* Task instructions
[1] Answer these questions about the TBR challenge review:
(a) What was this month's TBR challenge theme?
(b) What is the name of Miss Marple's nephew?
(c) Which story does the review call a suitably creepy start to the stories?
[2] What roles does the TBR challenge review list for the useful friends gathered around Miss Marple and her nephew?
[3] Update the TBR challenge review by writing out everything from "A nice mix of" down to "these somewhere before." with "Beatles" replaced by "Rolling Stones".

* Document passage

<<TBR CHALLENGE: Jan 2017 >>
With the horror that is The Holidays (we capitalise it in our family) receding firmly into the past, I am once again ready to face the world…And this month’s TBR challenge (Bless Wendy of the Super-Librarian fame and her smart January Selection-ing) was Short Shorts.
My Short Shorts came in the form of the venerable Ms Christie’s Miss Marple Complete Short Stories
But I only read the Tuesday Night Club ones.
Because I ran out of time. They are superb though.
A nice mix of clever and obfuscating, Miss Marple ALWAYS knows the answers, and I can’t work out whether her mysteries are like the Beatles: the songs SEEM familiar because they are bred into your social subconscious…other whether I had actually read/watched these somewhere before.
Not the point; they are still really good.
There is a collection of useful friends, congregating around Miss Marple and her nephew, Raymond, the writer: The artiste, the lawyer, the Father, the detective, etc, they are all pondering the incalculable sneakiness of humanity, and, resolved to out do each other, start to tell tricky little stories about weird phenomena that they have each encountered in the midst of their specialist lives.
Each story is told as eyewitness from one of the character POV’s, and then afterwards, the others are asked to solve the conundrum.
They’re short, sweet and to the point. With little to no character development, they basically stand as a mechanism for showcasing Miss Marple’s peerless talent for problem solving and to contrast the litanies of big city living against small village life…
After reading this, you will realise:
1) there is really no difference between big city and little villages, human nature will always out.
2) People will rationalise away all sorts of s***t, when really they should be running a mile all the whilst saying:
3) The world is made up of a whole heap of cray-cray…
None are amazing STAND OUT mysteries, but they all have nice twists that make you think twice.
The Idol House of Astarte – a suitably creepy start to the stories, with a manifestation of a goddess and a bloody murder.

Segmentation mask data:
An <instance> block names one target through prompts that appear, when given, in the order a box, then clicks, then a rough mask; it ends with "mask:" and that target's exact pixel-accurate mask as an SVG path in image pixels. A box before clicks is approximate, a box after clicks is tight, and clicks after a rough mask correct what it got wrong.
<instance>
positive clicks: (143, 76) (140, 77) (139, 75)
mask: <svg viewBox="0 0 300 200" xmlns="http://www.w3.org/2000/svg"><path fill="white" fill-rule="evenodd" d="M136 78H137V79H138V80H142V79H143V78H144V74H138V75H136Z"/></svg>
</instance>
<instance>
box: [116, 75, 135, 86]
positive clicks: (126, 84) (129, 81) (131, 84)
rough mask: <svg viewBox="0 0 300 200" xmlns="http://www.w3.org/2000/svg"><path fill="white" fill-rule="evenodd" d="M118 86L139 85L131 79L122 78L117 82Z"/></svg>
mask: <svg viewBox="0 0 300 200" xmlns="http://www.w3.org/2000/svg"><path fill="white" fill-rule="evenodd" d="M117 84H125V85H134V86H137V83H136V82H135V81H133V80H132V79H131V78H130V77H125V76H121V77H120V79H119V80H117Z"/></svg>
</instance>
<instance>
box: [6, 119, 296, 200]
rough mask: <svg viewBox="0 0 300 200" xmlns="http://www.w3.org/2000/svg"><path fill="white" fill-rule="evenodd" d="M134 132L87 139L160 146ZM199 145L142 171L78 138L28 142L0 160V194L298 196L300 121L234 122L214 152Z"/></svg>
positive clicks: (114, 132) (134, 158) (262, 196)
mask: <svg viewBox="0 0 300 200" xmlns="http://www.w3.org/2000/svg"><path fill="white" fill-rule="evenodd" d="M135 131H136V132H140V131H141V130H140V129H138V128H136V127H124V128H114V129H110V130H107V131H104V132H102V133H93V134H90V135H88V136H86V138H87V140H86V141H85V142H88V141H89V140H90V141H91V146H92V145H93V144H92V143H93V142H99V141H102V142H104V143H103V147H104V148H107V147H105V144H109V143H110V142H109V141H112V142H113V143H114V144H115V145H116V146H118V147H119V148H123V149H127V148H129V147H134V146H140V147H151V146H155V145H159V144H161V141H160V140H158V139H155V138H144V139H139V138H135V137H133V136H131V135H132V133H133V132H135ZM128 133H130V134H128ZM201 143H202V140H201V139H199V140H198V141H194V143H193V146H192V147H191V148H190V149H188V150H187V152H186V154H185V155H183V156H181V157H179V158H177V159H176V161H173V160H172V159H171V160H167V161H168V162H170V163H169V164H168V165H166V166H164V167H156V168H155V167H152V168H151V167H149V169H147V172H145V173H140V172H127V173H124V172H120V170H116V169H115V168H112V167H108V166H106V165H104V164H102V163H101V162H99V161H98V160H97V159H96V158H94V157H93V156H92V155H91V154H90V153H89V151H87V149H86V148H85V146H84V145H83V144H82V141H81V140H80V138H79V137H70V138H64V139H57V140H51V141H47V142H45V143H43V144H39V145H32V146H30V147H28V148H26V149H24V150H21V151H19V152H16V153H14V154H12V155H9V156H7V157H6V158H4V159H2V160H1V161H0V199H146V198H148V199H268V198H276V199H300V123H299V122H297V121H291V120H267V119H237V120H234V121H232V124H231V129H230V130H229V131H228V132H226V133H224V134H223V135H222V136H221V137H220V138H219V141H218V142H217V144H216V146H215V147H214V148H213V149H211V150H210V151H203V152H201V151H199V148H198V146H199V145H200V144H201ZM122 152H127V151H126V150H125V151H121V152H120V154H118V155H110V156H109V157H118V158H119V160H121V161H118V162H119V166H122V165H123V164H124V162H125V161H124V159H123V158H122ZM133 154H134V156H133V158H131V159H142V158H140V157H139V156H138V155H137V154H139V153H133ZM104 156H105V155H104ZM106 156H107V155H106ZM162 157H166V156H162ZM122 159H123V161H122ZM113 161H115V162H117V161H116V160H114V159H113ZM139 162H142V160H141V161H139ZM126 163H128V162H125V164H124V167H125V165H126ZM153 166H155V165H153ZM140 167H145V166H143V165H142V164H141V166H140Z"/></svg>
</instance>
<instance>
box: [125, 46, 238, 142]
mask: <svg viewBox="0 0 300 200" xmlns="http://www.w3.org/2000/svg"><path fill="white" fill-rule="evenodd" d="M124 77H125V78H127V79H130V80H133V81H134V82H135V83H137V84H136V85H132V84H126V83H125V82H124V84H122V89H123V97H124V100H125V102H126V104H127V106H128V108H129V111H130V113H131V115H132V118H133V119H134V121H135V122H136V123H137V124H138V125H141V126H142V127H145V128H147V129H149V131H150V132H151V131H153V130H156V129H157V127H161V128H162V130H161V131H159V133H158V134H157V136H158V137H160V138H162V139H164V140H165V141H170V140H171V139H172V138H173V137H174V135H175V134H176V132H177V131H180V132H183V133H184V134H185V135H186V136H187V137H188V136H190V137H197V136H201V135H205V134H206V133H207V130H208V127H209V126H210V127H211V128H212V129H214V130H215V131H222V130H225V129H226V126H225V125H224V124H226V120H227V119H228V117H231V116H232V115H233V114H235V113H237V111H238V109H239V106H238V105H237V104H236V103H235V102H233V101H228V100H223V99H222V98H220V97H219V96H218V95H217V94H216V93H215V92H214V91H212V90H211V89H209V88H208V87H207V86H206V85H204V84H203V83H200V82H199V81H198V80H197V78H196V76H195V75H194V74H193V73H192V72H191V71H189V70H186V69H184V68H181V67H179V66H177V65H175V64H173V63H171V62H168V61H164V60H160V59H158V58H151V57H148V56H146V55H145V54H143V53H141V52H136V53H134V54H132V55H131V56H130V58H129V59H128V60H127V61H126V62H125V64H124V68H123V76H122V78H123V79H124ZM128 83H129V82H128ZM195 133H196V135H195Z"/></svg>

* Answers in order
[1]
(a) Short Shorts
(b) Raymond
(c) The Idol House of Astarte

[2] The artiste, the lawyer, the Father, the detective

[3]
A nice mix of clever and obfuscating, Miss Marple ALWAYS knows the answers, and I can’t work out whether her mysteries are like the Rolling Stones: the songs SEEM familiar because they are bred into your social subconscious…other whether I had actually read/watched these somewhere before.